▶ **Passage**:
§ §
The horizontal diffusion acts to reduce the sharpness of the tangential wind profile inside the RMW as indicated in section 3. This can be seen from Fig. 9, which shows the radius–height cross sections of tangential wind and its radial gradient (∂υ/∂r), both averaged in the chosen periods as marked in Fig. 5a for simulations with lh enlarged from 700 to 1500 m. The results in those experiments with the horizontal mixing length reduced from 700 to 300 m are generally consistent and are not shown. Comparing Figs. 9a and 9b, we can see that larger radial diffusion in the whole model atmosphere considerably reduces the radial gradient of tangential wind inside the RMW throughout the troposphere, and accordingly the radial profile of tangential wind becomes less peaked near the RMW. Enlarging the horizontal mixing length below 1.5-km height in the boundary layer (C-z1.5-1500) only leads to the reduced radial gradient of tangential wind inside the RMW in a very shallow layer near the surface (Fig. 9c). In contrast, the radial gradient of tangential wind in C-z1.5-10-1500 is reduced inside the RMW, no matter above or within the boundary layer (Fig. 9d). This indicates that the horizontal diffusion in the free troposphere has a more significant effect on the simulated TC structure and thus the intensity evolution than that in the boundary layer.

Tangential wind tendencies of sensitivity experiments are shown in Fig. 10 for a better comparison with that of C-CTL given in Fig. 7. The net tangential wind tendencies in C-ALL-1500 and C-z1.5-10-1500 are substantially reduced compared to that in C-CTL (Figs. 10a,i), which is consistent with the smaller intensification rates in the former two experiments (Fig. 5). The net tangential wind tendency in C-z1.5-1500 is also reduced but not as obviously as those in the other two sensitivity experiments. It is the decrease in the inward flux of absolute vorticity (Fig. 10k) that accounts for the decrease in the net tangential wind tendency in C-z1.5-10-1500 (Fig. 10i). The weaker inward flux of absolute vorticity in C-z1.5-10-1500 is a result of the smaller absolute vorticity in the boundary layer due to changes in the TC wind structure (Fig. 9d). On the contrary, an increase in the inward flux of absolute vorticity occurs in C-z1.5-1500 (Fig. 10g), which partly offsets the increase in the negative tangential wind tendency induced by the enhanced horizontal diffusion in the boundary layer. As a result, both the intensification rate and steady-state intensity are somewhat reduced. The stronger inward flux of absolute vorticity in C-z1.5-1500 is due to the stronger inward horizontal mixing of radial wind in the boundary layer, which makes the inflow to penetrate more inward from the inflow core and maintain a certain strength inside the RMW where the absolute vorticity is large (Fig. 11). Nevertheless, overall, the results from the axisymmetric full-physics model CM1 support the main conclusions drawn from the simple Ooyama-type model. Namely, the horizontal diffusion in the middle–lower troposphere has a more pronounced effect on the intensification rate and the steady-state intensity of the simulated TC than that in the boundary layer while that in the outflow layer has little effect on both.
§ §
▶ **Stated task 1**:
Name every sensitivity or control experiment that the passage on horizontal diffusion in tropical cyclone simulations mentions by its label.
▶ **Stated task 2**:
Proceed with the passage on horizontal diffusion in tropical cyclone simulations, starting after its final sentence.
The records are separate material and have no connection to the passage on horizontal diffusion in tropical cyclone simulations.

Data extracted from a collection:
§ §
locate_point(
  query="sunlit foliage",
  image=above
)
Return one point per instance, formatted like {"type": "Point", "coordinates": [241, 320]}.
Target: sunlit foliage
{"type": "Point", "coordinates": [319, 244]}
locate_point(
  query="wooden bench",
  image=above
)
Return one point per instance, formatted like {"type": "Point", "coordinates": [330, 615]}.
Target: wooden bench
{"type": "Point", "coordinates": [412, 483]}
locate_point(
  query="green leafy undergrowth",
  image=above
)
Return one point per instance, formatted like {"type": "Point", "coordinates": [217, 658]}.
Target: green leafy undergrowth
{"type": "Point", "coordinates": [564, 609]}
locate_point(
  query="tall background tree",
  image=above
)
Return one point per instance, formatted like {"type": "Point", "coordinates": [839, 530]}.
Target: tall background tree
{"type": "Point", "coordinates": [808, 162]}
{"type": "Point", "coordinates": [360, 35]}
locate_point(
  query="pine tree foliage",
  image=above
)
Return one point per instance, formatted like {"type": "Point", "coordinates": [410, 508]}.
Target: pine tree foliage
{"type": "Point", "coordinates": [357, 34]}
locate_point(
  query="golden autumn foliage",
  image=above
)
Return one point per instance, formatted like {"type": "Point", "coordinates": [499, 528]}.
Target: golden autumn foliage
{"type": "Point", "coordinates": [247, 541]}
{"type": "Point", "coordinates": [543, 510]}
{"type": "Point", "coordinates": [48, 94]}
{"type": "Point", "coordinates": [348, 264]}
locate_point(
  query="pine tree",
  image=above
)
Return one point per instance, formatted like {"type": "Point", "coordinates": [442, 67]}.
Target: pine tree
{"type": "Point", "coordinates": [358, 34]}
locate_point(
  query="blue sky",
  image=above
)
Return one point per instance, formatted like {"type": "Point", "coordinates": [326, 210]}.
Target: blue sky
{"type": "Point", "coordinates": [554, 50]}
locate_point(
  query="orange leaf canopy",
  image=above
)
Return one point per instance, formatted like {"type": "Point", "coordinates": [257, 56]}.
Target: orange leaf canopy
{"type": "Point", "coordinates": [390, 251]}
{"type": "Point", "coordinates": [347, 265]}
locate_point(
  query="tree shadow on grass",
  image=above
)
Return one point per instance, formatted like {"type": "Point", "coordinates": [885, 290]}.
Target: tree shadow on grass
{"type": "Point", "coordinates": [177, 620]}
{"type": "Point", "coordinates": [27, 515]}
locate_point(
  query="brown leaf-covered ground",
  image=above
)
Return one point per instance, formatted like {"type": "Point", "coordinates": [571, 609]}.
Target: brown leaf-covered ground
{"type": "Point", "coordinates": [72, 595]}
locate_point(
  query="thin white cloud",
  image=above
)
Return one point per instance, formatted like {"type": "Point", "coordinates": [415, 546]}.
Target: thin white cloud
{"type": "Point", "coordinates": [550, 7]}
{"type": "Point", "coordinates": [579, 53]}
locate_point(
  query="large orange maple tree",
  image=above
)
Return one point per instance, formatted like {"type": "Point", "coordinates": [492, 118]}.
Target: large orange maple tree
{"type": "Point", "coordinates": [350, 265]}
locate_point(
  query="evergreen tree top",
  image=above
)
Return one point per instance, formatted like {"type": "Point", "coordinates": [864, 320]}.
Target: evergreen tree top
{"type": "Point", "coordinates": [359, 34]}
§ §
▶ **Exercise result 1**:
C-z1.5-1500, C-z1.5-10-1500, C-ALL-1500, C-CTL

▶ **Exercise result 2**:
b. Three-dimensional simulation

Figure 12 shows time series of the maximum azimuthally averaged 10-m-height tangential wind speed and its 24-h change in the three-dimensional simulations with CM1. Compared with the results of axisymmetric (Figs. 5 and 6) and three-dimensional simulations (Fig. 12), the changes in TC intensification rates and mature intensities caused by modifying lh in different vertical regions are generally similar. This demonstrates that the finding that the horizontal diffusion above the boundary layer has a more pronounced impact on TC intensity is tenable no matter the asymmetric eddies are included or not.

Fig. 12.
Fig. 12.

Time series of (a) maximum azimuthally averaged 10-m-height tangential wind (υ10m) and (b) 24-h intensity change in the three-dimensional version of C-CTL (black), C-z1.5-1500 (red), C-z1.5-10-1500 (green), C-lz10-1500 (orange), and C-ALL-1500 (blue). (c),(d) As in (a) and (b), respectively, but for the sensitivity experiments with lh shortened to 300 m.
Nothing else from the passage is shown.